== WHAT THIS TASK INVOLVES ==
All entries are to be given again verbatim.

[Records of labeled points]
========================================

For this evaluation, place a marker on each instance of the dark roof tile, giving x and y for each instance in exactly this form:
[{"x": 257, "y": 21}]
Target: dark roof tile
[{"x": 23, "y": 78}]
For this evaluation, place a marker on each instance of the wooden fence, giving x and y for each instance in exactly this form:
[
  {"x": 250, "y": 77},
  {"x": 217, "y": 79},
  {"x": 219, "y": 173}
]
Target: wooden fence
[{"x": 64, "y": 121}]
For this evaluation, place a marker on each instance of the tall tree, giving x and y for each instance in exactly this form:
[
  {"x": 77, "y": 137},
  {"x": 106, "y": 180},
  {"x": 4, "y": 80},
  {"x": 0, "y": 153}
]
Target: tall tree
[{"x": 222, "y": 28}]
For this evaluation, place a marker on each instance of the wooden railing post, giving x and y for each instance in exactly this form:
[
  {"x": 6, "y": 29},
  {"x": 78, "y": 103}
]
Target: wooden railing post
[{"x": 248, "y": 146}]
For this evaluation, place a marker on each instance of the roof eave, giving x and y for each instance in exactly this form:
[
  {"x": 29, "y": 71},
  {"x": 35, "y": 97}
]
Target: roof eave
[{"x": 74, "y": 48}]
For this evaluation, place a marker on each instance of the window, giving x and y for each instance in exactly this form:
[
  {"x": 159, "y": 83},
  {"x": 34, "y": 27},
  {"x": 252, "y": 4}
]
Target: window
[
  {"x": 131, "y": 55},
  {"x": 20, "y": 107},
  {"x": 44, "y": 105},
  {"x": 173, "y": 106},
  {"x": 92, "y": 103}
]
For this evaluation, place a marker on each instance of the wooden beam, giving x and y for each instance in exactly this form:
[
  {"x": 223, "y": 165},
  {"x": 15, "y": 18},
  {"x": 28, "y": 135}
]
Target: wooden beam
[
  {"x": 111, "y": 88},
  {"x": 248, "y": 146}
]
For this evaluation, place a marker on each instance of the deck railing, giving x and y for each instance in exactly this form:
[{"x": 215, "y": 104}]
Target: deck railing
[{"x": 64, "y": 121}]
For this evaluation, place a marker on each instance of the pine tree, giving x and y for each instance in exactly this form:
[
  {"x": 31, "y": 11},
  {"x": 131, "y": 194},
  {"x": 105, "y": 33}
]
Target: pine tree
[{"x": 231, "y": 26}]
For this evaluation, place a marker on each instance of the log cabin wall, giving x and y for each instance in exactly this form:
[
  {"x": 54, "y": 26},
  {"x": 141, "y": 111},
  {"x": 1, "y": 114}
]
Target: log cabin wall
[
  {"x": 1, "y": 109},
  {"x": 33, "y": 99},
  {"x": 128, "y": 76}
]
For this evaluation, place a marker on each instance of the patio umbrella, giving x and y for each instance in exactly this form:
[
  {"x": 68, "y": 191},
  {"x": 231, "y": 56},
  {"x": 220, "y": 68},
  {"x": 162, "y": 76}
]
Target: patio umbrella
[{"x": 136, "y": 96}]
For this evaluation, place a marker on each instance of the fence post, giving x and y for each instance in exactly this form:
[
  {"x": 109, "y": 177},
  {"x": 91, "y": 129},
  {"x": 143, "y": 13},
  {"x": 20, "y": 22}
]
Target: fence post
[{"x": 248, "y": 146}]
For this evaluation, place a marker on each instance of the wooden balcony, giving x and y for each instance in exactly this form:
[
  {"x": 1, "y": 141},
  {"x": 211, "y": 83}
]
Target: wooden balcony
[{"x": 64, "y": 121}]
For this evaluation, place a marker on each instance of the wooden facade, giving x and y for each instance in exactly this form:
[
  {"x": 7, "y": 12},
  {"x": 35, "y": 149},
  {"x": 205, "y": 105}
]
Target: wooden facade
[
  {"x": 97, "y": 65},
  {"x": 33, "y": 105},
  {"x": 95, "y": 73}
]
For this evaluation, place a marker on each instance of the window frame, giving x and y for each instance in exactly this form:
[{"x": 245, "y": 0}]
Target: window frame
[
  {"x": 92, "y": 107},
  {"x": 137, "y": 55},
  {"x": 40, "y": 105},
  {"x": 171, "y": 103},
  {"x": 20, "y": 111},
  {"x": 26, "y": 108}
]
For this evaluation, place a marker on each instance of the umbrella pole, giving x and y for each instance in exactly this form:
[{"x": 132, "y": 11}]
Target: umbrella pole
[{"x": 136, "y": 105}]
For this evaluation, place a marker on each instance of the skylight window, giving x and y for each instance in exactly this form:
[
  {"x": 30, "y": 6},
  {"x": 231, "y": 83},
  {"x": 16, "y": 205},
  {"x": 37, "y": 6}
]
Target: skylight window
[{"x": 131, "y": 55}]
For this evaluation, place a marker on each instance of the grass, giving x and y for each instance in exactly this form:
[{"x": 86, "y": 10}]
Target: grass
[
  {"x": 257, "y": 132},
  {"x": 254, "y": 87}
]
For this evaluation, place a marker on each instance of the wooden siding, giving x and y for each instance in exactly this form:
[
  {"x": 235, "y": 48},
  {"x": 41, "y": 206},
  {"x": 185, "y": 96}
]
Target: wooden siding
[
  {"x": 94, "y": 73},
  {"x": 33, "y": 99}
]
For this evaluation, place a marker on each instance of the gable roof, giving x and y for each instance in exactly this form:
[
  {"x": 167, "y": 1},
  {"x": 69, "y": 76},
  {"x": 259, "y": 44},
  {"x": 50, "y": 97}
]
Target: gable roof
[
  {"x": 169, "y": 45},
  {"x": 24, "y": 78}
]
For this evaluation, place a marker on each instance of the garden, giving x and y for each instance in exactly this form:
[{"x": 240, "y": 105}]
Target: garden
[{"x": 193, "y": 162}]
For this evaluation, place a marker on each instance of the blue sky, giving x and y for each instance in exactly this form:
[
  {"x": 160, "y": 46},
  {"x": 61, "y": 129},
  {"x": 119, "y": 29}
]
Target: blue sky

========================================

== RESULT FOR THIS EXERCISE ==
For this evaluation, place a marker on each instance of the dark roof tile, giving x and y for each instance in exactly this form:
[{"x": 257, "y": 21}]
Target: dark roof tile
[{"x": 23, "y": 78}]
For this evaluation, place a marker on each instance of the wooden fence, giving x and y for each instance in exactly this form:
[
  {"x": 250, "y": 77},
  {"x": 217, "y": 79},
  {"x": 219, "y": 173}
]
Target: wooden fence
[{"x": 64, "y": 121}]
For this evaluation, place a marker on each instance of the tall tree, giving x and y for each instance in exactly this form:
[
  {"x": 77, "y": 137},
  {"x": 106, "y": 180},
  {"x": 4, "y": 80},
  {"x": 0, "y": 153}
]
Target: tall tree
[{"x": 222, "y": 28}]
For this evaluation, place a marker on each instance of the wooden railing post, giving x and y for each instance in exactly this form:
[
  {"x": 6, "y": 29},
  {"x": 78, "y": 103}
]
Target: wooden railing post
[{"x": 248, "y": 146}]
For this evaluation, place a marker on each instance of the roof eave, giving x and y for each instance in exactly this form:
[
  {"x": 29, "y": 71},
  {"x": 35, "y": 97}
]
Target: roof eave
[{"x": 74, "y": 48}]
For this evaluation, place a marker on each instance of the window, giving x and y for each instance in exactly this form:
[
  {"x": 159, "y": 83},
  {"x": 34, "y": 27},
  {"x": 252, "y": 4}
]
Target: window
[
  {"x": 131, "y": 55},
  {"x": 20, "y": 107},
  {"x": 44, "y": 105},
  {"x": 173, "y": 106},
  {"x": 92, "y": 103}
]
For this evaluation, place a marker on each instance of the wooden beam, giving x and y for each instance in exactly this form:
[
  {"x": 223, "y": 165},
  {"x": 15, "y": 18},
  {"x": 28, "y": 135}
]
Target: wooden beam
[
  {"x": 111, "y": 88},
  {"x": 248, "y": 146}
]
For this evaluation, place a marker on each instance of the deck railing, giving x and y for each instance in exactly this form:
[{"x": 215, "y": 104}]
Target: deck railing
[{"x": 64, "y": 121}]
For this evaluation, place a marker on each instance of the pine tree, giving x and y for each instance in exactly this form:
[
  {"x": 31, "y": 11},
  {"x": 131, "y": 194},
  {"x": 105, "y": 33}
]
Target: pine tree
[{"x": 231, "y": 26}]
For this evaluation, place a marker on each instance of the log cabin wall, giving x and y for each instance in exactly this form:
[
  {"x": 54, "y": 26},
  {"x": 141, "y": 111},
  {"x": 1, "y": 114}
]
Target: log cabin wall
[
  {"x": 1, "y": 109},
  {"x": 33, "y": 99},
  {"x": 128, "y": 76}
]
For this evaluation, place a marker on each instance of the patio umbrella, giving x and y for each instance in exactly this form:
[
  {"x": 68, "y": 191},
  {"x": 231, "y": 56},
  {"x": 220, "y": 68},
  {"x": 162, "y": 76}
]
Target: patio umbrella
[{"x": 136, "y": 96}]
For this evaluation, place a marker on each instance of the fence post, giving x and y for each instance in exactly this form:
[
  {"x": 109, "y": 177},
  {"x": 91, "y": 129},
  {"x": 143, "y": 13},
  {"x": 20, "y": 22}
]
Target: fence post
[{"x": 248, "y": 146}]
For this evaluation, place a marker on each instance of the wooden balcony, giving x and y for each instance in exactly this form:
[
  {"x": 1, "y": 141},
  {"x": 211, "y": 83}
]
Target: wooden balcony
[{"x": 64, "y": 121}]
For this evaluation, place a marker on each instance of the wooden facade, giving x and y for each instance in exactly this form:
[
  {"x": 7, "y": 12},
  {"x": 35, "y": 149},
  {"x": 205, "y": 105}
]
Target: wooden facade
[
  {"x": 97, "y": 65},
  {"x": 33, "y": 105},
  {"x": 95, "y": 73}
]
For this evaluation, place a marker on each instance of the window frame, giving x and y for each instance in exactly this form:
[{"x": 245, "y": 0}]
Target: window frame
[
  {"x": 92, "y": 107},
  {"x": 137, "y": 55},
  {"x": 40, "y": 105},
  {"x": 171, "y": 103},
  {"x": 20, "y": 111},
  {"x": 26, "y": 108}
]
For this evaluation, place a marker on each instance of the umbrella pole, giving x and y for each instance in exactly this form:
[{"x": 132, "y": 11}]
Target: umbrella pole
[{"x": 136, "y": 105}]
For this evaluation, place a marker on each instance of the skylight window, giving x and y for each instance in exactly this form:
[
  {"x": 30, "y": 6},
  {"x": 231, "y": 83},
  {"x": 16, "y": 205},
  {"x": 37, "y": 6}
]
Target: skylight window
[{"x": 131, "y": 55}]
For this evaluation, place a marker on each instance of the grass, giving x and y for each instance in exactly this form:
[{"x": 86, "y": 10}]
Target: grass
[
  {"x": 257, "y": 132},
  {"x": 254, "y": 87}
]
For this evaluation, place a marker on each instance of the wooden siding, giving x and y for each instance in exactly this form:
[
  {"x": 235, "y": 48},
  {"x": 41, "y": 206},
  {"x": 185, "y": 96}
]
Target: wooden siding
[
  {"x": 94, "y": 73},
  {"x": 33, "y": 99}
]
For this evaluation, place a marker on each instance of the gable roof, giving x and y for each instance in exactly this form:
[
  {"x": 167, "y": 1},
  {"x": 69, "y": 76},
  {"x": 259, "y": 44},
  {"x": 50, "y": 97}
]
Target: gable roof
[
  {"x": 169, "y": 45},
  {"x": 24, "y": 78}
]
For this evaluation, place a marker on each instance of the garden, giving x and y for each instance in exactly this form:
[{"x": 240, "y": 105}]
Target: garden
[{"x": 193, "y": 162}]
For this evaluation, place a marker on each instance of the blue sky, giving x and y for each instance in exactly this form:
[
  {"x": 160, "y": 46},
  {"x": 61, "y": 129},
  {"x": 119, "y": 29}
]
Target: blue sky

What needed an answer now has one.